→ **Instructions for the task**: Lay out every line of the records below as a numbered list, leaving out any blank lines.

>> Begin

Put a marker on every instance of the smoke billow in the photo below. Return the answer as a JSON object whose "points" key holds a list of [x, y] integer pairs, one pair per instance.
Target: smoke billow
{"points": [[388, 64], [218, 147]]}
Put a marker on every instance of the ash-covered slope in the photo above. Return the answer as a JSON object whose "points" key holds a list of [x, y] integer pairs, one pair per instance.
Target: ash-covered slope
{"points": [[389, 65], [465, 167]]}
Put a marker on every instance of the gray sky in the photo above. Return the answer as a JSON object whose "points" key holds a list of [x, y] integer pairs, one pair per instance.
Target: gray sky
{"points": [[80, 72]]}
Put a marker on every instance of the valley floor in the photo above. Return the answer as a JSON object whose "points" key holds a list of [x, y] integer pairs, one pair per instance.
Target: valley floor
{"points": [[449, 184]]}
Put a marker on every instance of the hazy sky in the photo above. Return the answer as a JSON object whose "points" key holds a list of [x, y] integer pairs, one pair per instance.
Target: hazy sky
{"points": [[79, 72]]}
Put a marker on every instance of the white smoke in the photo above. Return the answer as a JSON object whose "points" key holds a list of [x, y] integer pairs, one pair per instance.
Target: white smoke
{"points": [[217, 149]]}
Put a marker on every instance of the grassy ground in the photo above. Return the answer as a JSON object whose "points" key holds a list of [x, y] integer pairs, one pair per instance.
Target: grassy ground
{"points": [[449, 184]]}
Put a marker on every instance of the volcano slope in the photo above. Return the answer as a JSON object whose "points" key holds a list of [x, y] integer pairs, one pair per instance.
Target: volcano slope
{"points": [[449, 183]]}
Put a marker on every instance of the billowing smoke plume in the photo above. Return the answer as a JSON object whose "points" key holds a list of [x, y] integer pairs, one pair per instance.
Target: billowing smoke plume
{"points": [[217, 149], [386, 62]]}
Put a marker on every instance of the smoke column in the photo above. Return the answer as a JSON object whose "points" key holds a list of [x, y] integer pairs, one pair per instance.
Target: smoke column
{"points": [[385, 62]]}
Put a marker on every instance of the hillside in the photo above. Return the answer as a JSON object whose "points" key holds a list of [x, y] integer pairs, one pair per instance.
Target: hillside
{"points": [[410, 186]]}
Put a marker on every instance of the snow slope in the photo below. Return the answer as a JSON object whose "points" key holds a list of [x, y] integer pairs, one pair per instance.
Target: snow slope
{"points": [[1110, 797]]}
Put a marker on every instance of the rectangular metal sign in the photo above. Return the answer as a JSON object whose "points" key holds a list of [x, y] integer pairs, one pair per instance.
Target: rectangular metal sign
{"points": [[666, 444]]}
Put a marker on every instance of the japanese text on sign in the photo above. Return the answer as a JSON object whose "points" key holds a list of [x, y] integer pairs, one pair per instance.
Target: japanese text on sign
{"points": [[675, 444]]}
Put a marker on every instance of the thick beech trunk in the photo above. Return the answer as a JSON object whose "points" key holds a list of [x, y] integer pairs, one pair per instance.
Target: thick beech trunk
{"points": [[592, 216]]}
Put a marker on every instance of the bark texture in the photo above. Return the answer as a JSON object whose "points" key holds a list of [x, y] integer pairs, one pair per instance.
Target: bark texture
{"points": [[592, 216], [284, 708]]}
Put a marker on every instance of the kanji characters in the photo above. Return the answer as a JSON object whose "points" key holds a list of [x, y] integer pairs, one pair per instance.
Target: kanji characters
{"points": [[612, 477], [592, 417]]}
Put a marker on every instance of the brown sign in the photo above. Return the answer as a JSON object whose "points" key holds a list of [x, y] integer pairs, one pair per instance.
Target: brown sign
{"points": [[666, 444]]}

>> End

→ **Output of the task**:
1. Put a marker on every instance of the smoke billow in the photo below. Return the answer as a JSON object whose "points" key holds a list of [x, y] integer pairs, one pair per instance.
2. Target: smoke billow
3. {"points": [[388, 64], [218, 147]]}
4. Put a marker on every instance of the ash-covered slope in the photo above. Return the answer as a JSON object whose "points" key holds a list of [x, y] integer pairs, one pair per instance.
5. Target: ash-covered slope
6. {"points": [[389, 65], [465, 167]]}
7. Put a marker on every instance of the gray sky in the photo above. Return the answer as a JSON object whose "points" key holds a list of [x, y] integer pairs, one pair per instance.
8. Target: gray sky
9. {"points": [[80, 72]]}
10. Put a marker on every instance of the valley floor in the photo above. Return the answer as a JSON object whose "points" key holds a list of [x, y] integer pairs, one pair per instance.
11. Target: valley floor
12. {"points": [[449, 184]]}
13. Put a marker on every instance of the hazy sky in the photo above. Return the answer as a JSON object whose "points" key holds a list of [x, y] integer pairs, one pair per instance.
14. Target: hazy sky
15. {"points": [[79, 72]]}
16. Put a marker on every instance of the white smoke in the photo above. Return the answer as a JSON object whose "points" key holds a list of [x, y] integer pairs, one pair per instance.
17. Target: white smoke
18. {"points": [[217, 149]]}
19. Put a marker on every instance of the grassy ground in the photo above. Return the answer as a JSON object whose "points" key holds a list of [x, y] integer pairs, one pair per instance.
20. Target: grassy ground
21. {"points": [[449, 184]]}
22. Put a marker on every instance of the volcano slope in the photo above. Return the answer as a JSON object whose "points" key holds a list of [x, y] integer pairs, one pair per instance.
23. Target: volcano slope
24. {"points": [[449, 183]]}
25. Put a marker on every instance of the billowing smoke plume in the photo above. Return the answer as a JSON object whose "points" key holds a list of [x, y] integer pairs, one pair per instance.
26. Target: billowing smoke plume
27. {"points": [[217, 149], [386, 62]]}
28. Put a marker on every instance of the smoke column in the photo above. Return the answer as a JSON object whose "points" key holds a list of [x, y] integer pairs, one pair per instance.
29. Target: smoke column
30. {"points": [[385, 62]]}
31. Put a marker on every instance of the hillside in the photo above. Return the answer as a JSON object whose "points" key holds a list of [x, y] integer pairs, one pair per instance.
32. Target: hillside
33. {"points": [[410, 186]]}
34. Put a marker on every instance of the snow slope in the photo below. Return the answer as a JSON object whose "points" key holds a list of [x, y] integer pairs, one pair per instance.
35. Target: snow slope
36. {"points": [[1110, 797]]}
37. Put a marker on every instance of the rectangular metal sign in the photo above. Return the answer as a JSON object whose "points" key holds a list of [x, y] integer pairs, one pair per instance.
38. Target: rectangular metal sign
39. {"points": [[666, 444]]}
40. Put a marker on every instance of the japanese text on sign in the photo above. Return the answer as a JSON object whose "points" key holds a list of [x, y] integer pairs, one pair per instance.
41. Target: japanese text on sign
42. {"points": [[675, 444]]}
43. Put a marker on every instance of the thick beech trunk in the photo above. Return the answer as a JSON object whose "points" key holds a list of [x, y] integer pairs, one pair per instance.
44. Target: thick beech trunk
45. {"points": [[592, 216]]}
46. Put a marker on every instance of the bark texture in the photo above. Return the answer as a JSON object whose "points" key holds a list of [x, y] integer pairs, one pair per instance.
47. Target: bark texture
48. {"points": [[592, 216], [284, 708]]}
49. Put a marker on every instance of the kanji characters in the photo above. Return the answer as a JSON object whose "points" key holds a list of [x, y] integer pairs, one pair per instance.
50. Target: kanji characters
51. {"points": [[612, 477], [592, 417]]}
52. Put a marker on every instance of the brown sign in the photo above. Return the answer as a JSON object whose "points" key holds a list of [x, y] integer pairs, one pair per instance.
53. Target: brown sign
54. {"points": [[666, 444]]}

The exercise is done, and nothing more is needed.